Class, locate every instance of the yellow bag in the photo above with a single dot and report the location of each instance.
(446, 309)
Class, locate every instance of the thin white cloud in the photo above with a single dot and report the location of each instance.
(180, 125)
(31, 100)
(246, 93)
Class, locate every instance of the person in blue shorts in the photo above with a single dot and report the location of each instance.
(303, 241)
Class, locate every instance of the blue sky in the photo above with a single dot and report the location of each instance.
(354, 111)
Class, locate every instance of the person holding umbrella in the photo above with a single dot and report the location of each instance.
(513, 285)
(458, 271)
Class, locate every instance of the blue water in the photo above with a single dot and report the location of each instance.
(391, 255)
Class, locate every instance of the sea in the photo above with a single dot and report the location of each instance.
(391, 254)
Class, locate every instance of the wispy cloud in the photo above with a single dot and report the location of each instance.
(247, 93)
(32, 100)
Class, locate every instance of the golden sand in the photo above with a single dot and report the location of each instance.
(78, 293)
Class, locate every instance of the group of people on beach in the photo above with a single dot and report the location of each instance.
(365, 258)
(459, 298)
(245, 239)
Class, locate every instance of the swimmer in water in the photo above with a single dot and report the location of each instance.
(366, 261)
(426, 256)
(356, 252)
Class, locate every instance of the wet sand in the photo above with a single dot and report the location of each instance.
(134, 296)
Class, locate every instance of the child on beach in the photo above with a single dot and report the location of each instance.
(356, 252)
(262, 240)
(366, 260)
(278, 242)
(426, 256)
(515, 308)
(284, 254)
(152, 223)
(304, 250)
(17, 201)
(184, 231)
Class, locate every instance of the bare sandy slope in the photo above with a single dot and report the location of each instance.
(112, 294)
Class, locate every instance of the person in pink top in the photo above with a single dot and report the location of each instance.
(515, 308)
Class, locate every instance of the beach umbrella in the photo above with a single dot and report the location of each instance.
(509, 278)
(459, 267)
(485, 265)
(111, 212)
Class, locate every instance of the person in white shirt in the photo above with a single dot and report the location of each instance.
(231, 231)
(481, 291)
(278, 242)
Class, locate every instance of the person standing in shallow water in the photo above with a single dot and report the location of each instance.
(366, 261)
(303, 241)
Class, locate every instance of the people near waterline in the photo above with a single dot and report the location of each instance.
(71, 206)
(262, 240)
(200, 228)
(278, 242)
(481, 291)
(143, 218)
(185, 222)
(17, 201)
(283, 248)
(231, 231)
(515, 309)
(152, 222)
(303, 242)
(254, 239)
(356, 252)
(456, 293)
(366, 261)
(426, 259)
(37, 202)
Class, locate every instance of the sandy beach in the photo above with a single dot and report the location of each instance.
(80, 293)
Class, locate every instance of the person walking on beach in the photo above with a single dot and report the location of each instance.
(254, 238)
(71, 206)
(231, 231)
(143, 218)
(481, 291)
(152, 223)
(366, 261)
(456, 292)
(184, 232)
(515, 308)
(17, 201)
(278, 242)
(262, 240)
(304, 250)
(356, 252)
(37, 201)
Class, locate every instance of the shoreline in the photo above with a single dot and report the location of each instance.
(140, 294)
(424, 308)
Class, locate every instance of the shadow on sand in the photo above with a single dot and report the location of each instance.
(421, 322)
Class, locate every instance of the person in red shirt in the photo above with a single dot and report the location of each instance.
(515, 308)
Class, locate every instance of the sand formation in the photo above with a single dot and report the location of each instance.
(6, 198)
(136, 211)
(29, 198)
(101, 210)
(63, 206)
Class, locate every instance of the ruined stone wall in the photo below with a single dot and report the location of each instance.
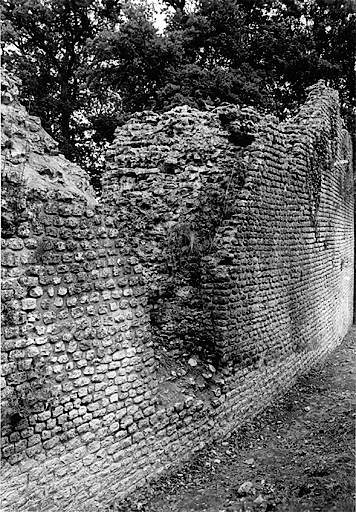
(216, 268)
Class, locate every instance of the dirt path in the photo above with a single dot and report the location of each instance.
(297, 457)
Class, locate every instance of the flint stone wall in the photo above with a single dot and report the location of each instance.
(217, 267)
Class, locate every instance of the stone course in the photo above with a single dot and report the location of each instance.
(216, 268)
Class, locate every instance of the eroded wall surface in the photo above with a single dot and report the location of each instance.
(217, 266)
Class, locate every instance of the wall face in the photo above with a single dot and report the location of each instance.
(218, 267)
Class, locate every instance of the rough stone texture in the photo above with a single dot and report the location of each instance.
(216, 268)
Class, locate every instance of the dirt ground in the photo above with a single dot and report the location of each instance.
(299, 456)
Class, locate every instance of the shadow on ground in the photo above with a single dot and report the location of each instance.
(297, 457)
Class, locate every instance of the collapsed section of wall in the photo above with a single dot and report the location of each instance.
(217, 267)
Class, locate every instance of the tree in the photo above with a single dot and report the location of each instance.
(44, 44)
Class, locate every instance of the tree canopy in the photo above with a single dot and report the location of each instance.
(87, 65)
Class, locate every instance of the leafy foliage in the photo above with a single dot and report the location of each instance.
(87, 65)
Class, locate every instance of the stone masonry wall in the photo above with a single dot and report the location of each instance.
(217, 267)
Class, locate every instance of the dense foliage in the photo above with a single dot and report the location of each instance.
(86, 65)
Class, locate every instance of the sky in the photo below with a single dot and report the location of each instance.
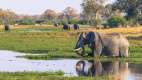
(33, 7)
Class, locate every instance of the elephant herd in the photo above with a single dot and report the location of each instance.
(114, 44)
(68, 26)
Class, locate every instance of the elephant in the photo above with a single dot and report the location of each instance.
(6, 27)
(98, 68)
(76, 26)
(114, 44)
(66, 27)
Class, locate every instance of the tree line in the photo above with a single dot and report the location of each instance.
(98, 13)
(120, 13)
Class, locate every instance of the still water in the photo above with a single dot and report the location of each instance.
(71, 67)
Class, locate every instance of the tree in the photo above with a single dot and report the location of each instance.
(93, 9)
(49, 14)
(130, 7)
(69, 13)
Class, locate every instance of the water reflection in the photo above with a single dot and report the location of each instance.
(119, 70)
(71, 67)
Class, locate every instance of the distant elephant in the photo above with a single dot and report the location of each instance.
(109, 45)
(98, 68)
(66, 27)
(76, 26)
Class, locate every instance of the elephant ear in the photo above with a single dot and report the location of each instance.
(98, 43)
(91, 38)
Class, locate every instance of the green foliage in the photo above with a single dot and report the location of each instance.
(26, 22)
(116, 21)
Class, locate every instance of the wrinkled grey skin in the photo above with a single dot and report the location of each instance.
(109, 45)
(97, 68)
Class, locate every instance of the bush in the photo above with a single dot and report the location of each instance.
(26, 22)
(116, 21)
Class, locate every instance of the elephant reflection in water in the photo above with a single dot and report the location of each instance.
(118, 70)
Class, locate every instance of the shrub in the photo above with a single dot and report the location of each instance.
(116, 21)
(26, 22)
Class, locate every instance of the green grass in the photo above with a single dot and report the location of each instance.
(56, 44)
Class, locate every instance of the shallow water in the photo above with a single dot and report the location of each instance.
(120, 70)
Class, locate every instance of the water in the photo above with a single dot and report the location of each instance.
(71, 67)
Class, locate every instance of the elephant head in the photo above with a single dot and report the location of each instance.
(92, 39)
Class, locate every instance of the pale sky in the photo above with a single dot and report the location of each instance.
(39, 6)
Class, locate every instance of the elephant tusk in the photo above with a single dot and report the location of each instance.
(77, 49)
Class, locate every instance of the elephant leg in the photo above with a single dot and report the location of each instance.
(97, 51)
(124, 51)
(115, 51)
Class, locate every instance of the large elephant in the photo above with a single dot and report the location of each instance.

* * * *

» **Exercise brief**
Transcribe the records word for word and include no pictures.

» **Task result**
Class, locate every instance of the yellow bag in the photo above with a single dot and report the location of each instance.
(446, 309)
Class, locate every instance of the thin white cloud in the photo above with a single dot and report the location of each instance.
(180, 125)
(31, 100)
(246, 93)
Class, locate every instance of the person in blue shorts in the photo above with a single dot and report the location of each instance.
(303, 241)
Class, locate every instance of the blue sky in the photo above with a single dot and report the location of each instance.
(354, 111)
Class, locate every instance of the person holding umbrella in the photo above with a single dot and report the location of each instance.
(513, 285)
(458, 271)
Class, locate every instance of the blue water in the photo above with a single dot and report the location of each instance.
(391, 255)
Class, locate every instance of the sea in the photo above with a single dot and report the location of each instance.
(391, 254)
Class, locate every instance of the wispy cloud in the photo above with a single dot and report the location of each instance.
(247, 93)
(32, 100)
Class, locate every instance of the golden sand in the photo above with a single dot and report the location of each instance.
(78, 293)
Class, locate every instance of the group of people on beach in the photo above with a single dot and report the location of each instance.
(365, 258)
(459, 298)
(245, 239)
Class, locate every instance of the swimmer in water in the photo above with a single dot and report the location of each instance.
(366, 261)
(426, 256)
(356, 252)
Class, locate every instance of the wet sand in the photo above with a single dot and report the location of each instance.
(134, 296)
Class, locate every instance of the child on beach in the photo above with a single dot and report the location of each instance.
(356, 252)
(262, 240)
(366, 260)
(278, 242)
(426, 256)
(515, 308)
(284, 254)
(152, 223)
(304, 250)
(17, 201)
(184, 231)
Class, locate every instance of the bare sandy slope in the photo above with a single dot and report the location of each instance.
(112, 294)
Class, locate every instance of the person in pink top in the photo above with a single dot and report the location of each instance.
(515, 308)
Class, locate every instance of the beach umbrella in the photo above with a single dot and report the location of each instance.
(509, 278)
(459, 267)
(485, 265)
(111, 212)
Class, locate every instance of the person in white shirt in the photo above with a single dot and report the location of each instance.
(231, 231)
(481, 291)
(278, 242)
Class, locate every instance of the person standing in shallow water in the photo above with a single dot and report the location of each instance.
(366, 261)
(303, 241)
Class, locate every instance of the people near waterline in the photo above with a single dot and report the location of each instance.
(71, 206)
(262, 240)
(200, 228)
(278, 242)
(481, 291)
(143, 218)
(185, 222)
(17, 201)
(283, 248)
(231, 231)
(515, 309)
(152, 222)
(303, 242)
(254, 239)
(356, 252)
(456, 293)
(366, 261)
(426, 259)
(37, 202)
Class, locate every instance of the sandy beach in the photo above with a single dot and report the location of each instance.
(80, 293)
Class, locate every instance of the person walking on beach in the photo above with a single dot and report the location of each instance.
(254, 238)
(71, 206)
(231, 231)
(143, 218)
(481, 291)
(152, 223)
(366, 261)
(456, 292)
(184, 232)
(515, 308)
(17, 201)
(278, 242)
(262, 240)
(304, 250)
(356, 252)
(37, 201)
Class, locate every instance of the shoreline in the photo above with a single dot and report the location of each instance.
(140, 294)
(424, 308)
Class, locate every instance of the shadow on sand in the photo above with a single dot and report the location of each instance.
(421, 322)
Class, locate every instance of the person in red shirt in the photo above with a single dot and report the location of each instance.
(515, 308)
Class, locate every instance of the sand formation in the photo above with a single dot and report the location of each instance.
(6, 198)
(136, 211)
(29, 198)
(101, 210)
(63, 206)
Class, locate every instance of the ruined stone wall in the photo below with a single dot and report the location of each instance.
(216, 268)
Class, locate every instance of the dirt path in the photo above with a single dot and report the location of each instance.
(297, 457)
Class, locate every instance of the flint stone wall in the photo above with a single dot and report the location of each instance.
(217, 267)
Class, locate every instance of the stone course in the photo above with a single dot and report the location of each instance.
(216, 268)
Class, locate every instance of the eroded wall surface in the photo above with a single dot and report the location of each instance.
(217, 266)
Class, locate every instance of the wall face in the photo above with a single dot and report the location of each instance.
(218, 267)
Class, locate every instance of the rough stone texture in the photo above with a single dot and report the location of each instance.
(216, 268)
Class, locate every instance of the dirt ground in the photo above with a single dot and report the location of each instance.
(299, 456)
Class, locate every instance of the shadow on ground in the photo above with a single dot and report the location of each instance.
(297, 457)
Class, locate every instance of the collapsed section of wall in the photo above with a single dot and report the location of each instance.
(217, 267)
Class, locate every instance of the tree in the photo above with a single dot and report the location of each instance.
(44, 44)
Class, locate every instance of the tree canopy in the photo above with a single dot and report the location of each instance.
(87, 65)
Class, locate every instance of the leafy foliage in the photo above with a single dot and report the location of each instance.
(87, 65)
Class, locate every instance of the stone masonry wall in the photo above with a single dot and report the location of each instance.
(217, 267)
Class, locate every instance of the dense foliage in the photo above with a single dot and report the location of each instance.
(86, 65)
Class, locate every instance of the sky in the photo below with a single dot and report the location of each instance.
(33, 7)
Class, locate every instance of the elephant herd in the photo above with a single dot and report the location of each instance.
(114, 44)
(68, 26)
Class, locate every instance of the elephant in the photo above with a single dot and report the location of each instance.
(6, 27)
(98, 68)
(76, 26)
(114, 44)
(66, 27)
Class, locate every instance of the tree line in the photo above with a single dot and report the location of each instance.
(98, 13)
(120, 13)
Class, locate every instance of the still water in the photo above with a single dot and report the location of each instance.
(71, 67)
Class, locate every instance of the tree in the photo above with a single dot and report the location of each instance.
(93, 9)
(49, 14)
(130, 7)
(69, 13)
Class, locate every instance of the water reflection in the photo above with a single dot and report the location of each instance.
(119, 70)
(71, 67)
Class, locate every instance of the distant elephant in the photo above with a single dot and report the location of each instance.
(109, 45)
(98, 68)
(66, 27)
(76, 26)
Class, locate every instance of the elephant ear in the photo above with a single dot and report the location of each instance.
(98, 43)
(91, 38)
Class, locate every instance of the green foliage in the photo above with a single dot and report the location of each instance.
(26, 22)
(116, 21)
Class, locate every instance of the wrinkled grey skin in the photo above with a single dot and report the location of each instance.
(109, 45)
(97, 68)
Class, locate every instance of the bush in the photo above with a single dot and report the location of each instance.
(26, 22)
(116, 21)
Class, locate every instance of the elephant reflection in water in the photo above with a single dot and report the location of each instance.
(118, 70)
Class, locate every instance of the shrub in the photo above with a single dot and report the location of each instance.
(116, 21)
(26, 22)
Class, locate every instance of the green grass in the photo above with a single dot and report the location of each instance.
(56, 44)
Class, locate every instance of the shallow water in the photo above with a single dot and report the location of each instance.
(120, 70)
Class, locate every instance of the water in the photo above with a single dot and report the location of each instance.
(71, 67)
Class, locate every instance of the elephant head in the photo above with a single dot and report the location of each instance.
(92, 39)
Class, locate every instance of the pale sky in the photo above with a single dot and report the location of each instance.
(39, 6)
Class, locate every instance of the elephant tusk in the photo above with a single dot and report the location of each instance.
(77, 49)
Class, locate every instance of the elephant leg in the photo above with a single dot and report the location of each instance.
(97, 51)
(124, 51)
(115, 51)
Class, locate every instance of the large elephant in the photo above with a single dot and report the location of each instance.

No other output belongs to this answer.